### EXCERPT
FWIW, I ran my bikes on paraffin for a summer.  They lasted about the same total distance as others have with various other lubes.  Neat is nice, until the third thunderstorm in a week.

Food Talk / Re: Food by Mail
« on: April 23, 2014, 07:40:13 pm »
Just MHO, but unless you're on a special diet, mailing food to yourself seems like a good way to spend money needlessly.  I could see perhaps a couple of mail drops for freeze-dried food on the route.  But most places you'll find a post office, you'll also find a store that carries pasta, oats, peanut butter, dried or canned meats, etc., not to mention some kind of vegetable and/or fruit.  The first four are about as dense calories as you can get without eating a stick of butter

As Pete alludes to,  part of the problem is predicting where and when you'll pass a P.O. that's open.  That means you'll either have to be in touch with someone to express mail you things one or two days ahead, or you'll be paying some company even more to do the same.  There's a place for a $15 freeze dried meal with dessert, but make it a $40 meal with S&H, and is it really going to taste that good?

Routes / Re: Seattle to Missoula
« on: April 21, 2014, 11:08:03 am »
One way is to head north and pick up the Northern Tier to Whitefish, MT. Then due south thru Seeley Lake.  Not the most direct, but very scenic.

### WHAT IS EXPECTED
Write out the portion of the forum excerpt that opens with the words "Just MHO, but" and closes with "taste that good?", copying it word for word.

### DATASET EXTRACT
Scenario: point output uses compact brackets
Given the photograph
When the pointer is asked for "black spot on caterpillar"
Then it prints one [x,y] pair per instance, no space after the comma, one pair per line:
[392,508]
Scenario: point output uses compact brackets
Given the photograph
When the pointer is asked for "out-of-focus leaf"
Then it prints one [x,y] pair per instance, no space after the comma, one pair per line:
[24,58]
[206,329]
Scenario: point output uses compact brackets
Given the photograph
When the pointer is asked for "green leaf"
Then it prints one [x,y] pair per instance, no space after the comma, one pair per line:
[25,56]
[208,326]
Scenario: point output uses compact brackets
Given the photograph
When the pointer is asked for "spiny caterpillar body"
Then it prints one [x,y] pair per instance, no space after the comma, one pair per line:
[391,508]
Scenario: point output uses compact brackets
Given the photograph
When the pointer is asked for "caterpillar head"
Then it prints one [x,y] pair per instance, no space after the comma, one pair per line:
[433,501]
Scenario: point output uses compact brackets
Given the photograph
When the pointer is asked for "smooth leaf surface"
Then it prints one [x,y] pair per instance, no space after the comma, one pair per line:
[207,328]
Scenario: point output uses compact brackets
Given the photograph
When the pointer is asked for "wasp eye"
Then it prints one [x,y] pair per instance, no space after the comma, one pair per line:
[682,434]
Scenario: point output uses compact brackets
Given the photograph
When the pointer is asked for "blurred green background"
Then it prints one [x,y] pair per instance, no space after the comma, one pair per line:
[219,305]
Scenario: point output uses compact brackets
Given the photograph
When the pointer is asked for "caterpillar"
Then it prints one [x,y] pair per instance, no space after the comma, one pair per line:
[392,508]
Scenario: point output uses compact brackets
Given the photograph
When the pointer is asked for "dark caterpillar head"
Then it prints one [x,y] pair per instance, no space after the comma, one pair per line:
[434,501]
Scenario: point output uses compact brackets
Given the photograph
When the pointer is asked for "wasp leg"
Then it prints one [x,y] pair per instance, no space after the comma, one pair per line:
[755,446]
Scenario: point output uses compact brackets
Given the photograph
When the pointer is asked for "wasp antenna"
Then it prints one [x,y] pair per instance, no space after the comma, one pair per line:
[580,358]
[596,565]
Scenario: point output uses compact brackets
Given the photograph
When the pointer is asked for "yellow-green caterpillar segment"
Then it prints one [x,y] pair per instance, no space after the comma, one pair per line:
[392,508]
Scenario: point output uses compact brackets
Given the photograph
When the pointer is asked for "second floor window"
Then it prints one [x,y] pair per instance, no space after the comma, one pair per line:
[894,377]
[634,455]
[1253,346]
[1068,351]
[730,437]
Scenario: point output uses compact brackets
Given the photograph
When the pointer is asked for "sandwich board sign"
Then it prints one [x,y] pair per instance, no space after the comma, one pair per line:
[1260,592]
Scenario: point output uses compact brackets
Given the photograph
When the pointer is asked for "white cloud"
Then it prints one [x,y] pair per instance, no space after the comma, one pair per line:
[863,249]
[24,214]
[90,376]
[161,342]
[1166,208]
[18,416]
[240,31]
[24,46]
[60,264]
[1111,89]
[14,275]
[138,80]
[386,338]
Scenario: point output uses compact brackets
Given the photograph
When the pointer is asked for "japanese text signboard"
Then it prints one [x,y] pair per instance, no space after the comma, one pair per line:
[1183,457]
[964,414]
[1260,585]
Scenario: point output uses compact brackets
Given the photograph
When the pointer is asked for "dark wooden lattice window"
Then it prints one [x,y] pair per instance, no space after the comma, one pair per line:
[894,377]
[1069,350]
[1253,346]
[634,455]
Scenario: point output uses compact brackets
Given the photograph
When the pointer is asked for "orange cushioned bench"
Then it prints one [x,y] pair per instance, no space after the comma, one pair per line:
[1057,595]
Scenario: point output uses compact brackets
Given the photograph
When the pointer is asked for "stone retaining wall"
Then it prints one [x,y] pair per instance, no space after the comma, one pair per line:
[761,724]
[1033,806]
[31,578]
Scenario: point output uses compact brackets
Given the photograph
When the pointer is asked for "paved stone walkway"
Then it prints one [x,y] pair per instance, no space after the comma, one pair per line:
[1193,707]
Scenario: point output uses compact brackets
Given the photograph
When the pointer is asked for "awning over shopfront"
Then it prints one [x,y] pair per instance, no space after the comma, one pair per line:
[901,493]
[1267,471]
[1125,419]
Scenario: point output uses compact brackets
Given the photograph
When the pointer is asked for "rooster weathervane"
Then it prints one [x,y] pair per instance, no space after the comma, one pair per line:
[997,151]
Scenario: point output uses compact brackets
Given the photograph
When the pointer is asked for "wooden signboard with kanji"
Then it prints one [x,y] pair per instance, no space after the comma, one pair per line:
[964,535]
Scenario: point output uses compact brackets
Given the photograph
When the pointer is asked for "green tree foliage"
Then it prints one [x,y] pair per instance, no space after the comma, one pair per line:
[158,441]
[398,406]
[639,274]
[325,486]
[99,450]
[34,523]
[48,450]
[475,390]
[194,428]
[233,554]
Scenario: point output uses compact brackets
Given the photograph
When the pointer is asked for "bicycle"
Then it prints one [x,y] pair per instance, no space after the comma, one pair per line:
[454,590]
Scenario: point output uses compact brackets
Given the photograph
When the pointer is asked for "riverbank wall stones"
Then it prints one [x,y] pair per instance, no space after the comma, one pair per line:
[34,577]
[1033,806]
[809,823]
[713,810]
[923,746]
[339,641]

### RESULT BELOW
Just MHO, but unless you're on a special diet, mailing food to yourself seems like a good way to spend money needlessly.  I could see perhaps a couple of mail drops for freeze-dried food on the route.  But most places you'll find a post office, you'll also find a store that carries pasta, oats, peanut butter, dried or canned meats, etc., not to mention some kind of vegetable and/or fruit.  The first four are about as dense calories as you can get without eating a stick of butter

As Pete alludes to,  part of the problem is predicting where and when you'll pass a P.O. that's open.  That means you'll either have to be in touch with someone to express mail you things one or two days ahead, or you'll be paying some company even more to do the same.  There's a place for a $15 freeze dried meal with dessert, but make it a $40 meal with S&H, and is it really going to taste that good?